### EXERCISE OBJECTIVE
Write everything from the line containing "In the photograph above, where can the tall" down to the end of the data as a JSON list of strings, one string per line, with blank lines left out.

### WORKING DATA
— Start —
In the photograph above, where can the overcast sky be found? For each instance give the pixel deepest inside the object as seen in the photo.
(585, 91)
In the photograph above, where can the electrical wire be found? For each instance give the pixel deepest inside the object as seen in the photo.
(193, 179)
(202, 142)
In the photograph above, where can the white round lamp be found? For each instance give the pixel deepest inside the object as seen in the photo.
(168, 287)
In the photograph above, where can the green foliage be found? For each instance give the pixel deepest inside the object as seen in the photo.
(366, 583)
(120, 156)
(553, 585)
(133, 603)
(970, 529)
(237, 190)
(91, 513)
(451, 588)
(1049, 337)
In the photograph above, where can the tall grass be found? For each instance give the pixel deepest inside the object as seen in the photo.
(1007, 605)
— End —
### TASK OUTPUT
[
  "In the photograph above, where can the tall grass be found? For each instance give the pixel deepest inside the object as seen in the photo.",
  "(1007, 605)"
]